### DATA EXCERPTS

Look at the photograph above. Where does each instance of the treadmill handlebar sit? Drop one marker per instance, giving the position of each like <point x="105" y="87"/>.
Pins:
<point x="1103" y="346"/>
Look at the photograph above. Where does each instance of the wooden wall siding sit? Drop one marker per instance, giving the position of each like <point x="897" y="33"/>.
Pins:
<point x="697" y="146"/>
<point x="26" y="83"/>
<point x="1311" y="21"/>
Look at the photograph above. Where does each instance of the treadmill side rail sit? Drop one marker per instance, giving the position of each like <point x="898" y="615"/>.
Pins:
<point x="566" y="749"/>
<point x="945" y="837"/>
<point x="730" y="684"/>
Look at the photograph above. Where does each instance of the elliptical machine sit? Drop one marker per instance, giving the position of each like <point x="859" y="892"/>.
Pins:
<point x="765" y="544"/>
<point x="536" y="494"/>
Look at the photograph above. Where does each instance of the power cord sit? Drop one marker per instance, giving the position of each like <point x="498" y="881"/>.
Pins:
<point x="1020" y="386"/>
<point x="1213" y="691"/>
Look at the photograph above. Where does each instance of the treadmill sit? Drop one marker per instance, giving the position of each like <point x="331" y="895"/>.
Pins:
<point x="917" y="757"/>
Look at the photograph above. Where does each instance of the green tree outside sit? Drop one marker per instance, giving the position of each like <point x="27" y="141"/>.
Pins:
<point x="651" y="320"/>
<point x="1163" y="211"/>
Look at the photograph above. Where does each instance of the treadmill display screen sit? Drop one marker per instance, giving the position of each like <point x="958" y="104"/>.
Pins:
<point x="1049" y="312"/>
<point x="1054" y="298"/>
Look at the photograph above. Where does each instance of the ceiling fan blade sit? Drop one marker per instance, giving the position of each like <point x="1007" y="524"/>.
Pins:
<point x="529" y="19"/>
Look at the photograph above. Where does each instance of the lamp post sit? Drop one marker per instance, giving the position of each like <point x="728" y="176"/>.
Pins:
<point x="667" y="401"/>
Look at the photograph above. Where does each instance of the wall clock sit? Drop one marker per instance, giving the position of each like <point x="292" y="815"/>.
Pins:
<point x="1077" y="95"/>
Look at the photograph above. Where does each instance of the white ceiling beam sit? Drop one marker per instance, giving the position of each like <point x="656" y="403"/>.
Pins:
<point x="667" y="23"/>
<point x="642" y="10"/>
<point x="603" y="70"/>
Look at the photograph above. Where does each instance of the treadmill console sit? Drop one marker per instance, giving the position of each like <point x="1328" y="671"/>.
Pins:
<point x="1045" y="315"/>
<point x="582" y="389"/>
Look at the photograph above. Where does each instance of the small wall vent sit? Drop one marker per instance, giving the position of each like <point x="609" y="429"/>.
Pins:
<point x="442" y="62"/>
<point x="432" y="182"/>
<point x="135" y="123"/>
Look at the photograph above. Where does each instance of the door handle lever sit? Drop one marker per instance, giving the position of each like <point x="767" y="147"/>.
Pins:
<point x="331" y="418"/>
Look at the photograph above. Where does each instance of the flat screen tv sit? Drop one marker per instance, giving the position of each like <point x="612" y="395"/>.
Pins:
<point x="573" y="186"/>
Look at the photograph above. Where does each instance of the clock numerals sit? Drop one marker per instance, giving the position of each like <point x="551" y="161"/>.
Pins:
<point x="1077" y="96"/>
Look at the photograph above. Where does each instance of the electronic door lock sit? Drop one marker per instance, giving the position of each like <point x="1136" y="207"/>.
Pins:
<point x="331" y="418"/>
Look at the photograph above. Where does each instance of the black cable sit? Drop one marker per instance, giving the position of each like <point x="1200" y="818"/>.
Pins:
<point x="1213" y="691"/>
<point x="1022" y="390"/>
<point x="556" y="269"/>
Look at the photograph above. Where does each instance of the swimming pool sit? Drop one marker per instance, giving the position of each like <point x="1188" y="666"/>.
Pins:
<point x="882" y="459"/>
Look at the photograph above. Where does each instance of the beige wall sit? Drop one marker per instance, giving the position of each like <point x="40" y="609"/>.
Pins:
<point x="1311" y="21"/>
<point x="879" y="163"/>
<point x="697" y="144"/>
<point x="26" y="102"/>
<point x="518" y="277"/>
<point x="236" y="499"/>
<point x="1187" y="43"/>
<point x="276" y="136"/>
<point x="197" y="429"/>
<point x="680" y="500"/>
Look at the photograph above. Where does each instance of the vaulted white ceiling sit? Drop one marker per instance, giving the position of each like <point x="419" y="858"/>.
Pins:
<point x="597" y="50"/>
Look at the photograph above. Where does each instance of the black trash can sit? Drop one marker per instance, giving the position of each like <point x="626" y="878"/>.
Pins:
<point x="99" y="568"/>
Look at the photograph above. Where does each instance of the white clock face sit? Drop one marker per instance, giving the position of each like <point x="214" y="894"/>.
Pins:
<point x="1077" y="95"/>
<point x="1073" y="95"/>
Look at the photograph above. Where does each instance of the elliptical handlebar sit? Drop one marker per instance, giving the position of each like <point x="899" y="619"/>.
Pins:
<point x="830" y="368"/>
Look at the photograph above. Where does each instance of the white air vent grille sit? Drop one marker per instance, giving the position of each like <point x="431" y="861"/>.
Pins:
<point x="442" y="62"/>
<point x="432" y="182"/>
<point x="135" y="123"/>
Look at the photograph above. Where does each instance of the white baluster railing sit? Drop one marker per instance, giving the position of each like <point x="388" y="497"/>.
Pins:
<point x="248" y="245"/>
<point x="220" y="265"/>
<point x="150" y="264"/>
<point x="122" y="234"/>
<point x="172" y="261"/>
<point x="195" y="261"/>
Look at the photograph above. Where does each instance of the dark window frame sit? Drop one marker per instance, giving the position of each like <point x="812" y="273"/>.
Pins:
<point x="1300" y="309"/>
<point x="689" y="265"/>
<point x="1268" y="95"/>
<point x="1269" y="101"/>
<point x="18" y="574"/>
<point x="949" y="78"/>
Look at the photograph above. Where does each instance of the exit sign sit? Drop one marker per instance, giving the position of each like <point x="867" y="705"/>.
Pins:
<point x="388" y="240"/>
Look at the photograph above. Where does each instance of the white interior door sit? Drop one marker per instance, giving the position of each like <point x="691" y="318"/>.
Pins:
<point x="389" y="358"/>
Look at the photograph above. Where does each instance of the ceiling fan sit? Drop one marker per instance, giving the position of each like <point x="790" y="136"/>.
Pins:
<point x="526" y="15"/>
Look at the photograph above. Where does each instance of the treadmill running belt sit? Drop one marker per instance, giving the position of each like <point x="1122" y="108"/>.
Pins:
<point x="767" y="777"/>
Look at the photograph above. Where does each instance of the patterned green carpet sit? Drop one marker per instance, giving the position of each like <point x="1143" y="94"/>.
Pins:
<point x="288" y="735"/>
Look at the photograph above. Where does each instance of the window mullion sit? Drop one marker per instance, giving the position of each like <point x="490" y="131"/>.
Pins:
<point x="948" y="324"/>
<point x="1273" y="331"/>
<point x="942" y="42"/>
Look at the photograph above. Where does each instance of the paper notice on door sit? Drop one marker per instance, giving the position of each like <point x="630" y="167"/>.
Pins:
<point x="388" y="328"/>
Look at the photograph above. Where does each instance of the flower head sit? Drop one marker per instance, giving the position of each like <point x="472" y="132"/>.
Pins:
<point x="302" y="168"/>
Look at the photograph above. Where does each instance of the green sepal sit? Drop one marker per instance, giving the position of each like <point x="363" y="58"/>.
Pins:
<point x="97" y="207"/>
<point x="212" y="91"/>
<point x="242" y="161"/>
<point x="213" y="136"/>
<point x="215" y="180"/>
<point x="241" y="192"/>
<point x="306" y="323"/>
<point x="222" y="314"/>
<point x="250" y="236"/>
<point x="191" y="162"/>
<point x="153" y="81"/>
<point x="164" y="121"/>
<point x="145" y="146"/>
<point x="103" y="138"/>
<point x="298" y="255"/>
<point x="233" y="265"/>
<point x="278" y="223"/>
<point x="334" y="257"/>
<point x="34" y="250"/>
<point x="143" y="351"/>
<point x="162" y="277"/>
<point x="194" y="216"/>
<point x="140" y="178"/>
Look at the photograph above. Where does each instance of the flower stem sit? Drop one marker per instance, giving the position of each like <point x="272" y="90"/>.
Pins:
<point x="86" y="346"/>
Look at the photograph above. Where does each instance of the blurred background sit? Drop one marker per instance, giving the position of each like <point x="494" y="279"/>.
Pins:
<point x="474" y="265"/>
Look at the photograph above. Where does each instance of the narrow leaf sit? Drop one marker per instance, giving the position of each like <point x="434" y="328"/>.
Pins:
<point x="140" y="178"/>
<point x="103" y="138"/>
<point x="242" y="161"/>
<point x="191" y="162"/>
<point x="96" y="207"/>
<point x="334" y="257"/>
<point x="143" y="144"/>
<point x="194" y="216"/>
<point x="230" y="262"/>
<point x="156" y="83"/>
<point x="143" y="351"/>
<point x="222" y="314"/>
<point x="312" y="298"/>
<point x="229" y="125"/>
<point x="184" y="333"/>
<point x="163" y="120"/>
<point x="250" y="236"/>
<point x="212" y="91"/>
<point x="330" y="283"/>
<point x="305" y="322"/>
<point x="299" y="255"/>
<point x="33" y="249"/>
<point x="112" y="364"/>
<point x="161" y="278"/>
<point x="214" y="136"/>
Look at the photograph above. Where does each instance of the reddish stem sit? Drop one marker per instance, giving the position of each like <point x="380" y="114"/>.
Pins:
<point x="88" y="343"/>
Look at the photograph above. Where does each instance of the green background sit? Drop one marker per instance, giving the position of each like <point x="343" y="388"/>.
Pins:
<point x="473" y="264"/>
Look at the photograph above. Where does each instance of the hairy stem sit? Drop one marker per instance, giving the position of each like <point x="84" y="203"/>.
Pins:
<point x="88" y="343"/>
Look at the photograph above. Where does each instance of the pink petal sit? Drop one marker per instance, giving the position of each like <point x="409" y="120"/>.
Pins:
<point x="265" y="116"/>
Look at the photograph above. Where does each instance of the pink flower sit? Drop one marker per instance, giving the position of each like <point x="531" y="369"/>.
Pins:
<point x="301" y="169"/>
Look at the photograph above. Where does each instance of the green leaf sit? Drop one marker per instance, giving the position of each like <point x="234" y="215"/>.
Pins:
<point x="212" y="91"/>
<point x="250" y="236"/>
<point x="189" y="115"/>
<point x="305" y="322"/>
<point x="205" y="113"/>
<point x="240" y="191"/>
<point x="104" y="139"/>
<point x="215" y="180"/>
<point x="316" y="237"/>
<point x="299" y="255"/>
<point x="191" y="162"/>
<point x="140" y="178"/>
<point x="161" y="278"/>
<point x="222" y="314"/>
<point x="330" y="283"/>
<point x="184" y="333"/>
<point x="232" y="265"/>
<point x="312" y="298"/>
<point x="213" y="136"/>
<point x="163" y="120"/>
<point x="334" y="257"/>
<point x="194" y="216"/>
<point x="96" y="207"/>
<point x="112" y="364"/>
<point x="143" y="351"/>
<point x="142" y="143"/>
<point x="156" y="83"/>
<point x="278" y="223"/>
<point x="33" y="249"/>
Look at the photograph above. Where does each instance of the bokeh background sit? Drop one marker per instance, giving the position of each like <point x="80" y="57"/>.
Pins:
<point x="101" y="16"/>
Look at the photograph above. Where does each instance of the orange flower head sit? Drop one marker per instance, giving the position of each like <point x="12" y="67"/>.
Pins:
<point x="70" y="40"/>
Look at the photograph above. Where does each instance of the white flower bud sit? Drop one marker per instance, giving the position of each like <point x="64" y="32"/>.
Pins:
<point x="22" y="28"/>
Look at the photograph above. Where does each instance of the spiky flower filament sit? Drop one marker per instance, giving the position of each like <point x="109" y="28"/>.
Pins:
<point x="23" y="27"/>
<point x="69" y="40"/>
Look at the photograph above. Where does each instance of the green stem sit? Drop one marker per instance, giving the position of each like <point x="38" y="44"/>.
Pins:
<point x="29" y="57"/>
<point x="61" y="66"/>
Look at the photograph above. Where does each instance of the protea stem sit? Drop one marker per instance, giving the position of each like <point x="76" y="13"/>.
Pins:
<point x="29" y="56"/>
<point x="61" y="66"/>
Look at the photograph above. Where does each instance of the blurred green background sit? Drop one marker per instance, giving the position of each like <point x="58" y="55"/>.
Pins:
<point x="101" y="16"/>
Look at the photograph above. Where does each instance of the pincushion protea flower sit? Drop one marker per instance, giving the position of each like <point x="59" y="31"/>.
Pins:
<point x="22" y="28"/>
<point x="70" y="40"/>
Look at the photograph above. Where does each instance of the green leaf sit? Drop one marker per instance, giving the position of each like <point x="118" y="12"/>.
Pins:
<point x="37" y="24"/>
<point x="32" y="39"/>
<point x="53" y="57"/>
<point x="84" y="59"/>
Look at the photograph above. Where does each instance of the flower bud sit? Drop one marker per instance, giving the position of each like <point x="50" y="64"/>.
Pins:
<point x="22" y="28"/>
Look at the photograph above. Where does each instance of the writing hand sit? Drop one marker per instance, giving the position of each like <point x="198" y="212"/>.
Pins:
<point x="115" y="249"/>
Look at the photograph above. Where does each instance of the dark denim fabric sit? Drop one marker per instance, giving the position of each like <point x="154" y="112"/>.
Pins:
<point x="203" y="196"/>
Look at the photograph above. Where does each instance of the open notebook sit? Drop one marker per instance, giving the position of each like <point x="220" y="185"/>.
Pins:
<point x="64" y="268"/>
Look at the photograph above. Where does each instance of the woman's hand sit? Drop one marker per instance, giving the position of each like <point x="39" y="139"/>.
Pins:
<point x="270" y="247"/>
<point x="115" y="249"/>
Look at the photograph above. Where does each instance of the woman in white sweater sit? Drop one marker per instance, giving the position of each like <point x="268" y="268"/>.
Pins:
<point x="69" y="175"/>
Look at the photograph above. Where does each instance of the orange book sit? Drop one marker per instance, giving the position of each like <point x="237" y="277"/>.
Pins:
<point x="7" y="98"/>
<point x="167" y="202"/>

######

TASK GOAL
The lines above, from the first through the one containing "the treadmill sit?", must be restated word for word, with nothing added.

SOLUTION FOR THIS PROBLEM
Look at the photograph above. Where does each instance of the treadmill handlebar sit? Drop one marker per instance, giving the position of each like <point x="105" y="87"/>.
Pins:
<point x="1103" y="346"/>
Look at the photograph above. Where does each instance of the wooden wall siding sit? Drop one marker per instance, giving the position of each like <point x="897" y="33"/>.
Pins:
<point x="697" y="146"/>
<point x="26" y="83"/>
<point x="1311" y="21"/>
Look at the photograph above. Where does each instance of the treadmill side rail sit? Drop one marker per instance, giving the position of each like <point x="898" y="615"/>.
Pins:
<point x="566" y="749"/>
<point x="945" y="837"/>
<point x="730" y="684"/>
Look at the photograph above. Where does each instance of the elliptical machine sit? Drop one marker per instance, giving the position of each like <point x="859" y="892"/>.
Pins:
<point x="765" y="544"/>
<point x="536" y="494"/>
Look at the photograph above. Where does each instance of the power cord sit? Drop one marker per instance, giving the position of each like <point x="498" y="881"/>.
Pins:
<point x="1020" y="386"/>
<point x="1213" y="691"/>
Look at the photograph above. Where does each instance of the treadmill sit? Drop one marker per instance, giving the position of each like <point x="331" y="895"/>.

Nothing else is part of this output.